Top of EXTRACT

On Sat, 13 Jan 2018, Murray McCullough via cctalk wrote:
I wrote about Spectre and Meltdown recently: INTEL took its time to inform
the world! Did it inform the world back in earlier days about potential
flaws? Not to blame INTEL only: What about Zilog, etc.? Or did pre-Internet
era protect us computer-classic users? What about running emulation
software as I???ve been doing with ADAM?
Happy computing!

Few emulations are exact enough to duplicate all bugs.
Q: Should an emulator do an exact imitation, or should it work the way that it is s'posed to? (behavior? or specs?)

Pre-internet protected against most web based malware. But, there are instances of virus software ever since people exchanged files and disks. (I'm unaware of any punch-card attacks, but trojans were possible when people used prior subroutines) Most prevalent were boot-sector virus attacks and executable file virus attacks. As software became too eager to help provide dancing kangaroos and yodelling jellyfish, harmful macros in "productivity software" macro capabilities also started to surface.

Bottom of EXTRACT

• [YOUR ASSIGNMENT] Update the email: begin at the words "On Sat, 13 Jan" and stop after "duplicate all bugs.", writing that part again with "Zilog" changed to "Motorola".

Top of EXTRACTED DATA

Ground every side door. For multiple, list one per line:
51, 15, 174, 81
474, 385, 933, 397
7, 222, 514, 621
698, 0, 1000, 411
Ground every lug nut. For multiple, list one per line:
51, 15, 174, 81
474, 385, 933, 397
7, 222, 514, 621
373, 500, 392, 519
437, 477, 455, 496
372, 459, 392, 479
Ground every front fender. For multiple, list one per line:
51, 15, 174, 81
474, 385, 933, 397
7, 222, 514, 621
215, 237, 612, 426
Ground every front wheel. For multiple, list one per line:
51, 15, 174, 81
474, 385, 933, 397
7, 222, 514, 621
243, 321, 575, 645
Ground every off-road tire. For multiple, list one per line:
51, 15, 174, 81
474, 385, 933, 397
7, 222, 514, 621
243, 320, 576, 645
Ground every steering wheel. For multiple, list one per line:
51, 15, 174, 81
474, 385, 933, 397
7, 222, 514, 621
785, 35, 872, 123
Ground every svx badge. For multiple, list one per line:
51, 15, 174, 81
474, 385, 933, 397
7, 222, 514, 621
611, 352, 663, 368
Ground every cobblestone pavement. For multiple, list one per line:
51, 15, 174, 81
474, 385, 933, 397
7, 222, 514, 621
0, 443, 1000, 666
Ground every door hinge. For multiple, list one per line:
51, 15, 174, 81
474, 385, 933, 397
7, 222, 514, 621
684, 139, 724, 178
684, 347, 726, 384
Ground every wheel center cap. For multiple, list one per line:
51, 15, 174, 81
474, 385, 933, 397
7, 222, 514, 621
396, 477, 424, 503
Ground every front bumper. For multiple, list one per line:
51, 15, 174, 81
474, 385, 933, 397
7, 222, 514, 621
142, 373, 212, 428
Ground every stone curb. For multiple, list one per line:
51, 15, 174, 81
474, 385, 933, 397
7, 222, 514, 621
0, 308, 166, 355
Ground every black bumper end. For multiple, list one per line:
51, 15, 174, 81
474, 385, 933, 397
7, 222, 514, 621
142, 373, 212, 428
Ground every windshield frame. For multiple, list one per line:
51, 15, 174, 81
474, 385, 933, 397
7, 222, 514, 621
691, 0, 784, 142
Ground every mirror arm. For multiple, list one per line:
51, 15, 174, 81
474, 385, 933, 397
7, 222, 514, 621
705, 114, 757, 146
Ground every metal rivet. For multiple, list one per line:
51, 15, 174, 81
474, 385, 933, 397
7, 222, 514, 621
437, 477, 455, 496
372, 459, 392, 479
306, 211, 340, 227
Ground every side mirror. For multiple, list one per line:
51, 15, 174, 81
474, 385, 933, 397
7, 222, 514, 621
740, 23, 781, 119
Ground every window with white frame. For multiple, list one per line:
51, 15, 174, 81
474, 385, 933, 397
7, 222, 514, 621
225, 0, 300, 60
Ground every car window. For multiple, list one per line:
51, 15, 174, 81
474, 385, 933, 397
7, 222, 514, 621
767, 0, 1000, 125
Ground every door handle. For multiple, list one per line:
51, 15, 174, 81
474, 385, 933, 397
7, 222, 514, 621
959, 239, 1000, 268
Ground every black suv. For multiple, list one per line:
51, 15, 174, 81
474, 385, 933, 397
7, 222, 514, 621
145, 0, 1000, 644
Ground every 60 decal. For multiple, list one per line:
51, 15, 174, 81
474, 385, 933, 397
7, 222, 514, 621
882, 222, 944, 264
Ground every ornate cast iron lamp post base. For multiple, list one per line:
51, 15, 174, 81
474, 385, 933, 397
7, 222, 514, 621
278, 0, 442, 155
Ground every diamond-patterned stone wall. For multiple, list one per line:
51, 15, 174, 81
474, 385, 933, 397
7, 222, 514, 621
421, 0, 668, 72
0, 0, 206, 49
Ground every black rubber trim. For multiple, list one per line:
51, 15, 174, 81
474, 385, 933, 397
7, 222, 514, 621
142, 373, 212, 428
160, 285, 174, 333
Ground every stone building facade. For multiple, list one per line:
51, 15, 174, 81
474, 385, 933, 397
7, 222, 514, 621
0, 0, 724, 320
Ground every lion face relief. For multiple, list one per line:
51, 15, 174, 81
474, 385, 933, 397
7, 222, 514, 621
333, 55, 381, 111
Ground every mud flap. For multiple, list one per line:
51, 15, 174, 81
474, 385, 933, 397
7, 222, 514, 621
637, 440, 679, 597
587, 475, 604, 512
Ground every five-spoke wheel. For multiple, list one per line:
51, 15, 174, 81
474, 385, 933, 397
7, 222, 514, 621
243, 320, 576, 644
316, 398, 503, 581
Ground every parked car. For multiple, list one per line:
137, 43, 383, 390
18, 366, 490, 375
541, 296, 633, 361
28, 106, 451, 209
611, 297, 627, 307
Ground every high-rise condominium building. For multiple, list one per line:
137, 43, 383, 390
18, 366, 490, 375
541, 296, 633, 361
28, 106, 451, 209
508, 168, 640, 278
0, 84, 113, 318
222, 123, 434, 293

Bottom of EXTRACTED DATA

• [EXPECTED ANSWER]
On Sat, 13 Jan 2018, Murray McCullough via cctalk wrote:
I wrote about Spectre and Meltdown recently: INTEL took its time to inform
the world! Did it inform the world back in earlier days about potential
flaws? Not to blame INTEL only: What about Motorola, etc.? Or did pre-Internet
era protect us computer-classic users? What about running emulation
software as I???ve been doing with ADAM?
Happy computing!

Few emulations are exact enough to duplicate all bugs.